----- Teks Bacaan

Arsip Tag: politik

Ketidakjujuran Mahasiswa dan Masa Depan Pemberantasan Korupsi

 

Gerakan mahasiswa dalam menyuarakan aspirasi dan ketimpangan yang terjadi, turut hadir dan selalu mewarnai dinamika perjalanan kebangsaan Indonesia. Tidak jarang, dalam setiap peristiwa penting pembangunan bangsa, peran pemuda dalam hal ini sebagai seorang intelektual mahasiswa selalu terlibat dengan peran yang begitu krusial. Gerakan ini selalu hadir dari aksi kecil hingga aksi demonstran yang mengundang gejolak besar bagi bangsa. Tujuanya jelas, untuk mencapai keadilan dengan keadaan yang mensejahterakan rakyat, meskipun sering berbeda dalam hal gagasan dan gerakan secara konkrit.

Sejak awal mulai muncul spirit untuk mendirikan sebuah bangsa, gerakan mahasiswa hadir untuk mengawal spirit tersebut. Namun, hingga kini persoalan bangsa tentang ketimpangan, ketidakadilan, kemiskinan, hingga tidak terwujudnya keadilan sosial bagi seluruh rakyat Indonesia yang merupakan sila penutup dari pancasila, sulit untuk dikatakan berhasil. Bagaimana bisa, pada tahun 2016 hingga 2018 terdapat 22 juta masyarakat yang menderita kelaparan (Detik.com: 2019), kemiskinan yang kini mencapai 24,79 juta jiwa pada September 2019 (databoks:2020). Kekayaan 4 orang di Indonesia setara dengan 100 juta penduduk, ini membuktikan tingkat ketimpangan di Indonesia masih sangat tinggi (Makassar.terkini.id: 2020). Realita ini sangat berbeda dengan konsep kesejahteraan ketika Negara ini merdeka pada tahun 1945. Bahwa prinsip kesejahteraan adalah tidak ada kemiskinana di dalam Indonesia merdeka (Soekarno: 1945).

Apayang terjadi dengan gerakan mahasiswa, sehingga membuat masalah yang selalu berusaha dihilangkan selalu hadir, bagaikan telah menjadi kodrat bahwa pada setiap generasi yang memimpin bangsa, ketimpangan selalu terjadi. Hanya berganti wajah, namun selalu terjadi pada setiap generasi. Kita selalu berpikir bahwa sampai kapan tujuan dari gerakan mahasiswa akan benar-benar tercapai, apa yang salah dari gerakan ini hingga sekarang memasuki 75 tahun kemerdekaan bangsa, kata merdeka masih sulit terdengar ikhlas dan menggembirakan di mulut para masyarakat yang tinggal di pedesaan atau mereka yang tergolong sebagai rakyat miskin kota.

Masalah sebenarnya adalah krisis kejujuran yang masih sering melanda pibadi para mahasiswa, sehingga menyebabkan gerakan yang dulunya masif dilakukan untuk menentang ketidakadilan, menjadi sia-sia karena terputus ketika telah menjadi sarjana dan mendapatkan pekerjaan, apalgi jika pekerjaan itu menjadikan dirinya sebagai pemegang sebuah tanggungjawab kemasyarakatan. Kejujuran ini menjadi modal bagi pribadi mahasiswa itu sendiri, agar gerakan selalu hadir dan bear-benar membawa perubahan yang nyata bagi negara. Kurang pintar dapat diobati dengan belajar. Kurang cakap, dapat diobati dengan pengalaman. Namun tidak jujur, sangat sulit untuk diobati (Moh. Hatta).

----------
----- Daftar Data

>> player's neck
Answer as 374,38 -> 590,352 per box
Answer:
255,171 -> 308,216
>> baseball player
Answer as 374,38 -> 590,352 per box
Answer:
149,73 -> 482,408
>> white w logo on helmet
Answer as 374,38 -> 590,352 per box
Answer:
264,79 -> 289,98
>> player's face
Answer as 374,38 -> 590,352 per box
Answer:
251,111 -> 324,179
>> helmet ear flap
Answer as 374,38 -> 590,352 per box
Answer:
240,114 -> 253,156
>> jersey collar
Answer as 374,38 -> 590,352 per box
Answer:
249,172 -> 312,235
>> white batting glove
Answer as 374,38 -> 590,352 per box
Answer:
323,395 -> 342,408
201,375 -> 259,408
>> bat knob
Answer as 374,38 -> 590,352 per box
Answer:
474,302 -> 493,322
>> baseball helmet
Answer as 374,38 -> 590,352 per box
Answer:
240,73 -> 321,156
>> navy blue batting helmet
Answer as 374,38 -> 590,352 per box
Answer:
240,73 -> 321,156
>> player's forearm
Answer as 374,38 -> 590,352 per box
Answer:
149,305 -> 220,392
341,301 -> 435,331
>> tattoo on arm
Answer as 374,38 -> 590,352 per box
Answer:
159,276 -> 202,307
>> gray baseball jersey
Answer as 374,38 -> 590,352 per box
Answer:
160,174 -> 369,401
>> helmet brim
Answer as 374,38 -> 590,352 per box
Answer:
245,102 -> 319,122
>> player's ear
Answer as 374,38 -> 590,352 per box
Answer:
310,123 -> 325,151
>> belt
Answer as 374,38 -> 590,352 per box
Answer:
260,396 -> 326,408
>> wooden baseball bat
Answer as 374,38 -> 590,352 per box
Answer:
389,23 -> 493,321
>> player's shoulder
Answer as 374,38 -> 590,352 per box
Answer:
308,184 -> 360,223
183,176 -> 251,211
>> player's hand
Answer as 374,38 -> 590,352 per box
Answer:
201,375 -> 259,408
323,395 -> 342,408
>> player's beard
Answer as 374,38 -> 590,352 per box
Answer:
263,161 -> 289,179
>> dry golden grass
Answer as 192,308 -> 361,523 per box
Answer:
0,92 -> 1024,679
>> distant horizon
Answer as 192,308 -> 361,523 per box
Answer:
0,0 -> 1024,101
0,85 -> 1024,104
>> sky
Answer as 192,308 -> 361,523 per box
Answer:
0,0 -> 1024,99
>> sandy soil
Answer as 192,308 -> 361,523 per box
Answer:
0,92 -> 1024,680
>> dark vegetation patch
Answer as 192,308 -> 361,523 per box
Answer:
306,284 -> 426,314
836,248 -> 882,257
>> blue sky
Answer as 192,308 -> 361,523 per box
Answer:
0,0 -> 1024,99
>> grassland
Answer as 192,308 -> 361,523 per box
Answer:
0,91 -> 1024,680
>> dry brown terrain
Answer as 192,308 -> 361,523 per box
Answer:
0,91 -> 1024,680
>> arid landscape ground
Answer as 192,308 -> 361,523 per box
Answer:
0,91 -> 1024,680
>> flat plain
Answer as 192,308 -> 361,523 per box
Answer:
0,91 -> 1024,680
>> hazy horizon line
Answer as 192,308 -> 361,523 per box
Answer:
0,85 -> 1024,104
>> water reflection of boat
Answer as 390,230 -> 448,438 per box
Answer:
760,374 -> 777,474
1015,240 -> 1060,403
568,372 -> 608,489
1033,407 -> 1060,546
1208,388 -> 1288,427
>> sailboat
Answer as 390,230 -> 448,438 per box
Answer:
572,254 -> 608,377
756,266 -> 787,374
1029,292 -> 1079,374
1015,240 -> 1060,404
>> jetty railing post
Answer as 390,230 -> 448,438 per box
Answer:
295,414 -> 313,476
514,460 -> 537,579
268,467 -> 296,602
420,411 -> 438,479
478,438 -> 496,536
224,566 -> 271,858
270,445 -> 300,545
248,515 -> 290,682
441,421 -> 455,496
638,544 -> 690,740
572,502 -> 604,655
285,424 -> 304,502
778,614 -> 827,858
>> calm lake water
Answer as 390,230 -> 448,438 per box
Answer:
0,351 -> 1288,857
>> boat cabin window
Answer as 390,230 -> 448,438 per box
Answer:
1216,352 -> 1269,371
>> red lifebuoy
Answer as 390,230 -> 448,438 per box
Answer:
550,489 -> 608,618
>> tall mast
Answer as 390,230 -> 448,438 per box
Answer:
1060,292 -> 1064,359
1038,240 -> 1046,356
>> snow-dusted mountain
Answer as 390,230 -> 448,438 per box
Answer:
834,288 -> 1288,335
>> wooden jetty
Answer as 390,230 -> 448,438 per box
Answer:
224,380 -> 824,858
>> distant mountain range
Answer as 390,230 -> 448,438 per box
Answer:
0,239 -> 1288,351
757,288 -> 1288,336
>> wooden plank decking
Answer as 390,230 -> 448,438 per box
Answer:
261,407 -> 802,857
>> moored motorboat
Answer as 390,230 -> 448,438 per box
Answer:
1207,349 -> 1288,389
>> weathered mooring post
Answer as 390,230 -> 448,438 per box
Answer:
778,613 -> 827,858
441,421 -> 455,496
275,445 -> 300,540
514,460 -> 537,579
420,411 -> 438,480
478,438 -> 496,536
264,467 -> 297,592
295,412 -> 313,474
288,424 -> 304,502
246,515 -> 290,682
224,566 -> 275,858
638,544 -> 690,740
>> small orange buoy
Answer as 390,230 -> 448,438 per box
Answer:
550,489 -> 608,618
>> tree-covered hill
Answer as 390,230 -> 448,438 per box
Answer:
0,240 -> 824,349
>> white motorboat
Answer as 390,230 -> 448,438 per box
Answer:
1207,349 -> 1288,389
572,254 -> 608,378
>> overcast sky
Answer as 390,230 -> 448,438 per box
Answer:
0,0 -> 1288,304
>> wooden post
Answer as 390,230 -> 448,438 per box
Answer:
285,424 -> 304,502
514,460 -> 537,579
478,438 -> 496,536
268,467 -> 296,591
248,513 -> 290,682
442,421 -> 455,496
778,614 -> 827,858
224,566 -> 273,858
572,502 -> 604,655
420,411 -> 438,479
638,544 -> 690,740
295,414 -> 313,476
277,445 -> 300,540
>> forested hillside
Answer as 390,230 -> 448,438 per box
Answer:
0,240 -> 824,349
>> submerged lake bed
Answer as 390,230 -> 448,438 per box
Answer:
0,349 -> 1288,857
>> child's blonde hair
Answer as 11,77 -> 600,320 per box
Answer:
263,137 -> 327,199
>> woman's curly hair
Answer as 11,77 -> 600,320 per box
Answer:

----------

Uraian Tugas » Lanjutkan teks tentang ketidakjujuran mahasiswa dan pemberantasan korupsi, dimulai sesudah kalimat terakhirnya. Data di atas diambil dari sumber yang berbeda.

Jawaban »
Praktik-praktik ketidakjujuran pada diri mahasiswa sangat terihat dalam segala aktivitas kecil yang dapat membentuk karakter dirinya saat menygenyam pendidikan di kampus sebagai tembok terakhir peradaban. Setiap tahun, masih ada praktik-praktik perpeloncoan maupun pembodohan yang dilakukan oleh mahasiswa lama (Senior) kepada mahasiswa yang baru (Junior) memasuki dunia kampus. Padahal, saat baru masuk dunia kampus, mereka sangat menolak perbuatan semena-mena oleh para senior, yang tidak berdasarkan pada nilai kemanusiaan dan intelektual. Tradisi menitipkan absen ketika dosen tidak masuk, masih sering terjadi di dunia kampus dengan alasan solidaritas dan persahabatan yang erat. Begadang hingga bangun kesiangan, serta ketinggalan kelas saat kuliah sering terjadi. Lalu dengan pongah mengatakan bahwa ilmu tidak didapatkan hanya didalam kelas, sembari menenangkan diri. Sangat lucu, ketika malamnya dihabiskan waktu untuk membicarakan gerakan krusial merubah bangsa Indonesia kearah yang lebih baik, namun bangun kesiangan dan membiarkan gagasan itu hilang dan hanya menjadi sampah yang dimasukan kedalam kepala. Tidak hanya itu, ketidak jujuran ini juga merembet saat mahasiswa ini masuk dalam sebuah organisasi mahasiswa. Jabatan kebagai pemimpin organisasi mulai dijadikan dalih untuk mencari pendekatan dan status yang aman dalam kampus. Alhasil, seluruh program yang sangat mudah diucapkan sebagai produk retorika yang manis saat di depan mahasiswa lain, hanya menjadi bualan semata. Tidak hanya itu, membuang sampah sembarangan ditengah riuhnya kampanye mahasiswa untuk menjaga lingkungan, masih sering terjadi.
Diskusi tentang kenegaraan terlalu mendominasi mulut dan pemikiran mahasiswa sehingga membuatnya lupa, bahwa masih ada ruang-ruang kecil yang bisa dijadikan celah untuk merubah bangsa ini menjadi lebih baik.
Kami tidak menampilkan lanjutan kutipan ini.